» **Activity list**:
1) According to the ecology text, what is a community?
2) Reproduce the stretch of the ecology text from "Explain what is meant by the" through "differences in climate)" with no changes.
3) Go on with the ecology text, starting after its last sentence.

» **Text under study**:
Ecological Terminology


A habitat is an area where wild plants and animals live. More specifically, it is a part of the environment occupied by a particular organism.


Each habitat usually supports a fairly diverse group of different organisms (plants and animals), called a community.


A community is made up of several populations, which are the numbers of individual organisms of one type or species.


List some examples of British wildlife habitats, together with some representative species (both plants and animals) forming communities in them:

> heathland > "wild woods"

> grassland > ponds and marshes


Each living organism is in some way adapted to suit its lifestyle in some way. These are Biological specialisations, such as different ways of feeding, moving, reproducing, etc. This allows organisms to compete, for food, shelter or to find a mate.

At the most basic level, adaptation, competition, and predation are factors which may be said to influence the distribution and population sizes of organisms in various environments.

Explain what is meant by predation, using the term trophic level.
> the way one animal lives by preying on other animals - i.e consuming one from a lower trophic level

Explain what is meant by the distribution of an organism.
> the (usually geographical) area where the organism lives, i.e. its range - possibly within a larger area

Environmental Influences


Living organisms are affected by physical, chemical and biological influences around them. Non- biological abiotic factors (mainly physical) can often be easily measured and perhaps correlated with the frequency of different organisms within an area, i.e. used to explain the distribution of those organisms.

List and briefly explain some environmental variables:

> climate (temperature, rainfall, sunshine)

> landscape (local differences in climate)

> soil - sandy/clay - pH

Human population growth

Although most living organisms (animals and plants) can reproduce quite efficiently, for most species the number of individuals in an environment - which in both ecological and everyday contexts is called their population - usually remains fairly constant, unless there are changes in that environment. This may be due to a number of balancing factors which have effects on survival of animals and plants, such as competition for scarce resources, also pollution, and predator-prey relationships, including disease.


Man is apparently an exception to this situation of stability, since the population of Homo sapiens is on the increase. Man is also the main species on this planet to have a major influence on the environment and this impact may be related to the actual size of the human population, as well as to economic factors and industrial requirements, all of which vary from country to country. The population of the world has shown a fairly dramatic increase in recent times, and shows little likelihood of decreasing.

When did the world's population reach 1 billion?

>1830

When did the world's population reach 2 billion?

>1930

When did the world's population reach 4 billion?

>1980

Man's Influence on Food Chains


Feeding relationships, especially prey-predator relationships can be greatly affected by Man in a number of ways, and these effects are closely related to the size of the human population.

» **Material provided**:
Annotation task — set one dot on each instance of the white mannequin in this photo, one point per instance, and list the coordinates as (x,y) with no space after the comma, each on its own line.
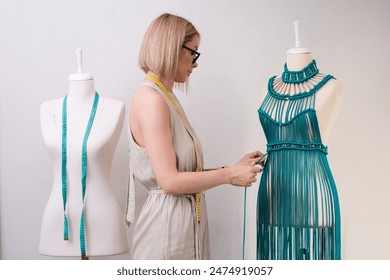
(105,232)
(328,97)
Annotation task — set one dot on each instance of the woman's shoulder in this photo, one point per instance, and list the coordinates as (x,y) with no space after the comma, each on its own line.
(146,95)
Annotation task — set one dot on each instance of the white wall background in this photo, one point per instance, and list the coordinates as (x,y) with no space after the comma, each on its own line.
(244,42)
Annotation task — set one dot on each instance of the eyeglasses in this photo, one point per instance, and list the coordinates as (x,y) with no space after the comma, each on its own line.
(194,53)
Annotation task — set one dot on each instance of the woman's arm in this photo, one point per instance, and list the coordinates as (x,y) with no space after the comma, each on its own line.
(150,117)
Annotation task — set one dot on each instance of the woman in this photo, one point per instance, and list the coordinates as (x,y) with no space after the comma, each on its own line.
(165,153)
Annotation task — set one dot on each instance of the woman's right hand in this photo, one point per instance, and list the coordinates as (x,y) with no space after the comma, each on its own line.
(244,172)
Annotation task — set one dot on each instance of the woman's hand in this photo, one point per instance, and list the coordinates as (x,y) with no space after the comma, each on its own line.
(244,172)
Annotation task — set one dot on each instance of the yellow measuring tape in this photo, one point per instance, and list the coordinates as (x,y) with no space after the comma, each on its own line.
(168,95)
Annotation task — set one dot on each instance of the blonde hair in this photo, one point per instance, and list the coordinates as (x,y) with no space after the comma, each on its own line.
(162,43)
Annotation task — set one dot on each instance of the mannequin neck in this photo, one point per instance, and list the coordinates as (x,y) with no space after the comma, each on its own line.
(296,62)
(81,90)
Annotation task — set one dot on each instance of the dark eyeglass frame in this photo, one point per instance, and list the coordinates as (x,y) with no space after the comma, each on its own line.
(193,52)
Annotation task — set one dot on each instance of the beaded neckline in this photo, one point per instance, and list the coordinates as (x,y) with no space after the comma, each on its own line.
(300,76)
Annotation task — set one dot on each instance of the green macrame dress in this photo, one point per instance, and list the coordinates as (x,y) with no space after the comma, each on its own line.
(298,213)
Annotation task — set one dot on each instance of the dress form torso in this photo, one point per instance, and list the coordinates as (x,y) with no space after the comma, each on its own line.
(328,98)
(105,232)
(298,215)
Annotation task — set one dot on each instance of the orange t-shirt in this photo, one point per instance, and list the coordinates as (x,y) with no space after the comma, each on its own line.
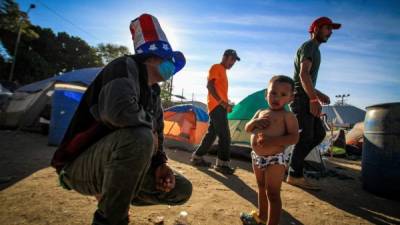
(218,74)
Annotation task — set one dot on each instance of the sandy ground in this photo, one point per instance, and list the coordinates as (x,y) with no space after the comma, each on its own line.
(30,194)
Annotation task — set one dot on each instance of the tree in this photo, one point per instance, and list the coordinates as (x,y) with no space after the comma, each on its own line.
(165,95)
(109,52)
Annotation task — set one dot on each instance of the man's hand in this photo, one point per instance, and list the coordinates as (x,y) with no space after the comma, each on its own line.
(323,98)
(315,108)
(165,178)
(261,123)
(226,106)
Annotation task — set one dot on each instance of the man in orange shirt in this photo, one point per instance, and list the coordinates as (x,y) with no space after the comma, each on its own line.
(218,108)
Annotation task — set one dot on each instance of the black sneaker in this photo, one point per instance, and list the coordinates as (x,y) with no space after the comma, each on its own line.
(200,162)
(225,169)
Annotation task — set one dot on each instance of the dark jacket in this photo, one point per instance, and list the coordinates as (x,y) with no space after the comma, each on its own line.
(119,97)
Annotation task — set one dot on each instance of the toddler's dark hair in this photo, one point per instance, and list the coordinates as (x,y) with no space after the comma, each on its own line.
(281,79)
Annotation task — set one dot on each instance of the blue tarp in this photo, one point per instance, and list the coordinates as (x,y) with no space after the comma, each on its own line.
(201,115)
(83,76)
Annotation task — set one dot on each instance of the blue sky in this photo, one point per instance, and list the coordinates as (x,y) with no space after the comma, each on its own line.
(362,58)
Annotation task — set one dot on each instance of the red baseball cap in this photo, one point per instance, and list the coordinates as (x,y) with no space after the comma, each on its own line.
(323,21)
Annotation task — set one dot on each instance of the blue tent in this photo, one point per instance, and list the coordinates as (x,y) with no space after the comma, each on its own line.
(82,76)
(68,91)
(201,115)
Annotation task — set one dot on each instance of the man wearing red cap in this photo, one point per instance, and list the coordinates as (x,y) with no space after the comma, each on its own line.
(308,100)
(113,148)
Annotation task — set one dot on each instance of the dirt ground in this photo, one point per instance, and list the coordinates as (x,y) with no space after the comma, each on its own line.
(30,194)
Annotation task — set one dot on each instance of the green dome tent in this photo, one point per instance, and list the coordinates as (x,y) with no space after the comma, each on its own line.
(242,113)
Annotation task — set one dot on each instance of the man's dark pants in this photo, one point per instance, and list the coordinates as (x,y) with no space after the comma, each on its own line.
(117,167)
(218,126)
(312,133)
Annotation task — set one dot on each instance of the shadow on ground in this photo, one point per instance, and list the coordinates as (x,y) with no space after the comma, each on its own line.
(22,154)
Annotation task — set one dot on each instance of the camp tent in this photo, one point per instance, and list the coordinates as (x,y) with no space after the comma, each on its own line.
(29,102)
(343,115)
(184,126)
(68,91)
(245,110)
(24,108)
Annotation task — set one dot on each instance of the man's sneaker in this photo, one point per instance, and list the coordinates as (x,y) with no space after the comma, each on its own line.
(301,182)
(200,162)
(224,169)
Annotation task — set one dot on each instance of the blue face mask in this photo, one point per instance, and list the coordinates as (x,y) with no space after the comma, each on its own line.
(166,69)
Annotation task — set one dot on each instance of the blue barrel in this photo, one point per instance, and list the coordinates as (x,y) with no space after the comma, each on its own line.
(381,150)
(64,104)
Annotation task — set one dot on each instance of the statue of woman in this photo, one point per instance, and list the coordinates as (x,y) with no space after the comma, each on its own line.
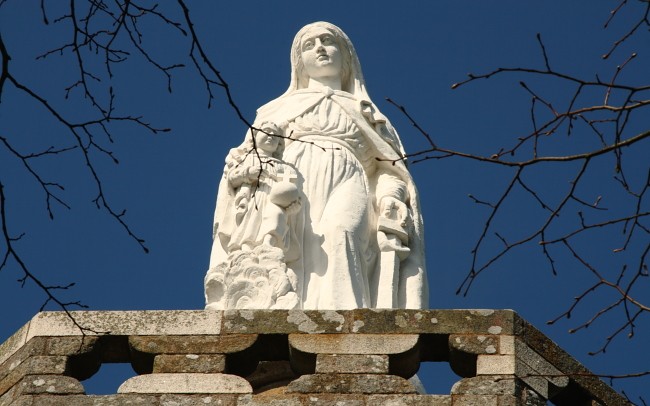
(360,217)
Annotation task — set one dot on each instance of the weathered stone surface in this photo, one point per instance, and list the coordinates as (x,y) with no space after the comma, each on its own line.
(32,348)
(284,321)
(145,322)
(561,360)
(409,400)
(351,364)
(326,399)
(35,365)
(219,344)
(529,358)
(70,345)
(431,321)
(95,400)
(475,344)
(506,345)
(13,343)
(350,383)
(486,385)
(539,365)
(189,363)
(475,400)
(198,400)
(495,365)
(353,343)
(273,400)
(49,384)
(185,383)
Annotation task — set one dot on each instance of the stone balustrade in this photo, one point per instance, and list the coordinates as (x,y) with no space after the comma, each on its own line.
(292,357)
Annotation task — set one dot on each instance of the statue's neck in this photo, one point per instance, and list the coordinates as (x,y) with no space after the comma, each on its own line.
(333,83)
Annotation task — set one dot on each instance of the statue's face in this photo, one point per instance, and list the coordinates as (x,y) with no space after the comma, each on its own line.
(321,56)
(267,143)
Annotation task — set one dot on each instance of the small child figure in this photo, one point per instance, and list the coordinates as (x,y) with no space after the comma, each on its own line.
(264,188)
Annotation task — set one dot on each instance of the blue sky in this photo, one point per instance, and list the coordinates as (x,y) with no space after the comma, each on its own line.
(411,52)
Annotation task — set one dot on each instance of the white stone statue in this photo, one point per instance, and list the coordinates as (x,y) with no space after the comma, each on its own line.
(354,234)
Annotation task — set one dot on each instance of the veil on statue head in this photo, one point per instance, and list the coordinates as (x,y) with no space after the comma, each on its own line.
(352,80)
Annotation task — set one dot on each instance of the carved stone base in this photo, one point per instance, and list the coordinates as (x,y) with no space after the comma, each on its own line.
(279,357)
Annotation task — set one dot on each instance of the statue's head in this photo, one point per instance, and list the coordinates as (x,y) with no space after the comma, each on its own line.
(349,70)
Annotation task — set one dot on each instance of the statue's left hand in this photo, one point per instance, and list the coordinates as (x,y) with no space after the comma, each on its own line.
(393,209)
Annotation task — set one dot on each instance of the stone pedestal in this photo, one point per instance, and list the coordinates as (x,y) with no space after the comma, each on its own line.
(290,357)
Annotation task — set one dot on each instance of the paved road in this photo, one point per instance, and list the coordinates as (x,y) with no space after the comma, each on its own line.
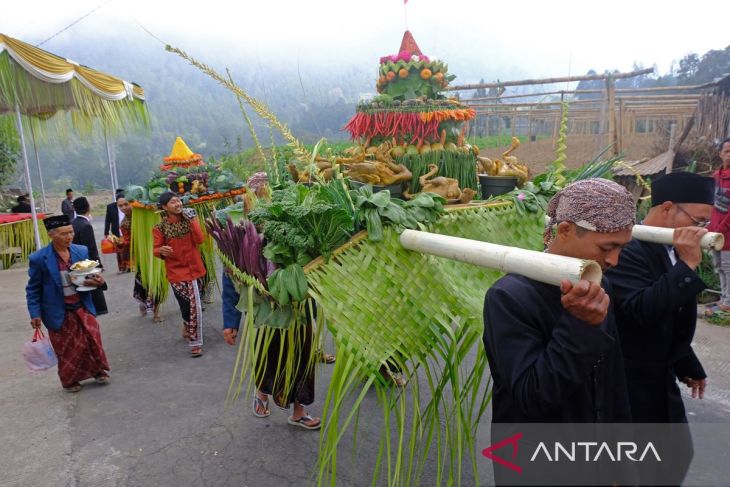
(162,421)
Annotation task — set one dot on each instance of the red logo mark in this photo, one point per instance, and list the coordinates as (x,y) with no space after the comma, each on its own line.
(487,452)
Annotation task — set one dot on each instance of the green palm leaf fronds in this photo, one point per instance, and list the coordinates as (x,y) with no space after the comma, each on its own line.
(150,268)
(387,305)
(19,235)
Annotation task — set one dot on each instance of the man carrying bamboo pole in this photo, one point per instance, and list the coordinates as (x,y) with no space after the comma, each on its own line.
(553,351)
(656,288)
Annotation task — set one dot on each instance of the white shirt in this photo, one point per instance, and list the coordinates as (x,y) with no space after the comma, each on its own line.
(672,254)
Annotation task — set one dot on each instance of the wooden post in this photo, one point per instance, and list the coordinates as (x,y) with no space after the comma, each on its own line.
(621,125)
(611,101)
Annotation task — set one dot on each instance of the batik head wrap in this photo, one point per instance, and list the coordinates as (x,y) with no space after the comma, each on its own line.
(595,204)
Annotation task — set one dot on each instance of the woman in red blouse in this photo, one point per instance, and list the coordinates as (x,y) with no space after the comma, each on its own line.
(176,241)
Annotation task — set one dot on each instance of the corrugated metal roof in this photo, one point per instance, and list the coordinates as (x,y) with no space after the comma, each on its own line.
(647,167)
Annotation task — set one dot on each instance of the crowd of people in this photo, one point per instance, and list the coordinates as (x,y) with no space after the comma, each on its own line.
(575,353)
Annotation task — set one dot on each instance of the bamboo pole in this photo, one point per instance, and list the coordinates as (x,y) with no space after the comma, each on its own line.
(665,236)
(26,168)
(611,107)
(586,92)
(564,79)
(44,203)
(540,266)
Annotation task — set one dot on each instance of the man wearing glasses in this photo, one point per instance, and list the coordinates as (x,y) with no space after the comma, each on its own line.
(655,291)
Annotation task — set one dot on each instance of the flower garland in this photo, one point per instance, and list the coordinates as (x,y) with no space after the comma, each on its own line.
(389,123)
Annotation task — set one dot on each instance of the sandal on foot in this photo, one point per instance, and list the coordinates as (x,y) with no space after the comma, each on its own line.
(260,405)
(102,378)
(307,422)
(711,310)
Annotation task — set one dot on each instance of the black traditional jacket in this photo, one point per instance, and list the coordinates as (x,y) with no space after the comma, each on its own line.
(548,366)
(656,313)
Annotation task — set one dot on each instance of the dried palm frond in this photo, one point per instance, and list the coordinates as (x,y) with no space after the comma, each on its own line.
(259,107)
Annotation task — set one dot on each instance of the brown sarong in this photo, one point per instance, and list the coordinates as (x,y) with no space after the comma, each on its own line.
(78,347)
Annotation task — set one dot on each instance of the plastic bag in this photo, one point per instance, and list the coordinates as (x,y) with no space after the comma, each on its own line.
(38,352)
(108,247)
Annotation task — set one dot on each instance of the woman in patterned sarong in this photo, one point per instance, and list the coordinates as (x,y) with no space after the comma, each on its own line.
(176,241)
(68,314)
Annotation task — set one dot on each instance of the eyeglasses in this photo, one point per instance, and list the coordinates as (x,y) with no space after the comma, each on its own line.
(695,221)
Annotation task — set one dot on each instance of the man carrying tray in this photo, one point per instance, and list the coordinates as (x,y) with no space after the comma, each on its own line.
(68,314)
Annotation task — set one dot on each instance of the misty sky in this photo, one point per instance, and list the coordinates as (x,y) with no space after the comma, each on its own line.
(508,38)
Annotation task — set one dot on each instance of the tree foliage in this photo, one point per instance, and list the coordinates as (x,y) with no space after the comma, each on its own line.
(9,149)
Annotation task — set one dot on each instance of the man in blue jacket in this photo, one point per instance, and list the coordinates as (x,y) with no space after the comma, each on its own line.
(68,314)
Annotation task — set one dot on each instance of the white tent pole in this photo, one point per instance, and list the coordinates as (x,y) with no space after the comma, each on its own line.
(19,123)
(44,204)
(109,160)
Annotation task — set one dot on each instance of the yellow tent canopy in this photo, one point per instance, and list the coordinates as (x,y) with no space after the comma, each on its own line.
(38,83)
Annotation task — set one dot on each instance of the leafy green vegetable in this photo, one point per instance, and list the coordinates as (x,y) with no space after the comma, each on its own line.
(288,284)
(377,209)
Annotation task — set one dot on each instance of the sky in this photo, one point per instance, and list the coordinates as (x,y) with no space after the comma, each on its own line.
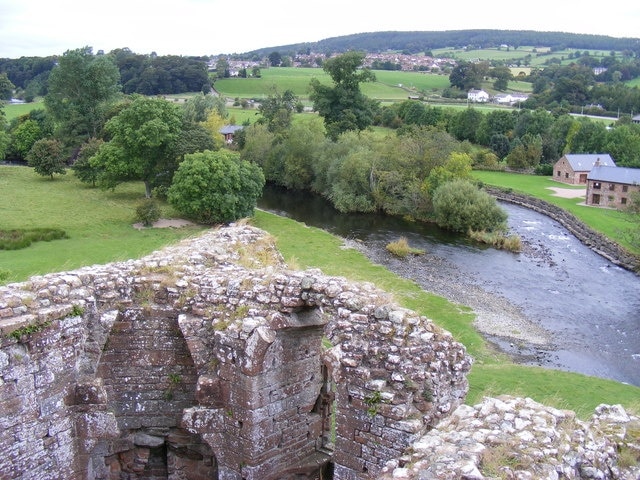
(209,27)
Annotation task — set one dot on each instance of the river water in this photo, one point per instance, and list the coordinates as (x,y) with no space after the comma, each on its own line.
(588,308)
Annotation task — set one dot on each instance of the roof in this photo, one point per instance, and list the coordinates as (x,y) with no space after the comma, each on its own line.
(227,129)
(584,162)
(629,176)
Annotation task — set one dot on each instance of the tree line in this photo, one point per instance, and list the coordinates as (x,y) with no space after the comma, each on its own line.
(419,169)
(146,74)
(420,41)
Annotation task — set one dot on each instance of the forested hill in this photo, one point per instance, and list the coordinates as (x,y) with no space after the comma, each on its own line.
(415,42)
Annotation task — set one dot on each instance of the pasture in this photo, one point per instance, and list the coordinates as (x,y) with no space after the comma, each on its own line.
(98,223)
(100,230)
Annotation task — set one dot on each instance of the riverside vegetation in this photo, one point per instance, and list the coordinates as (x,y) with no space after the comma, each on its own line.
(101,231)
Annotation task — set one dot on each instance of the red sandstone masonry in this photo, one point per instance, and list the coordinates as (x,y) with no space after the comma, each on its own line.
(188,360)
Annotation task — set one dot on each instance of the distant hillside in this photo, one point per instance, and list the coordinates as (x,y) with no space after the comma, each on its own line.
(415,42)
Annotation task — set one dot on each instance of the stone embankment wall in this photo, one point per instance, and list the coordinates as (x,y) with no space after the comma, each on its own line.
(594,240)
(210,359)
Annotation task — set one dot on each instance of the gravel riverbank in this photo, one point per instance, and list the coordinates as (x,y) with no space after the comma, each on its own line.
(498,320)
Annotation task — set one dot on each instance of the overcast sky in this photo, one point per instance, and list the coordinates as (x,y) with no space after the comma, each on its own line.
(207,27)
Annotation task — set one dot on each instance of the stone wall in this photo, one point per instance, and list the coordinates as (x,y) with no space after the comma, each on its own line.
(210,359)
(517,438)
(592,239)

» **Outputs by task**:
1) A community is the fairly diverse group of different organisms, plants and animals, that a habitat supports.

2)
Explain what is meant by the distribution of an organism.
> the (usually geographical) area where the organism lives, i.e. its range - possibly within a larger area

Environmental Influences


Living organisms are affected by physical, chemical and biological influences around them. Non- biological abiotic factors (mainly physical) can often be easily measured and perhaps correlated with the frequency of different organisms within an area, i.e. used to explain the distribution of those organisms.

List and briefly explain some environmental variables:

> climate (temperature, rainfall, sunshine)

> landscape (local differences in climate)

3)
Agriculture, Horticulture and "Harvesting the Wild" Most methods of food production or exploiting natural resources involve management of ecosystems, or the creation of "artificial" ecosystems. Examples include arable and animal farming (including fish farming), production of glasshouse crops, as well as fishing and hunting. Such management may be said to impose a duty of care, but misunderstanding or misinterpretation of of the Biological principles may have far-reaching consequences. This may be illustrated by reference to information on catches of fish which show fairly clear evidence of over-fishing.

NW Atlantic cod fish landings data 1960-1991
It is said that it is best to let stocks of cod reach 6 years of age before being caught, so that they can breed for about 3 seasons. They thus maintain the biomass of a fish stock by adding to the recruitment of new individuals into the population. Natural mortality decreases the number of older fish, so that in a healthy balanced population there are fewer larger fish as well as more younger smaller fish.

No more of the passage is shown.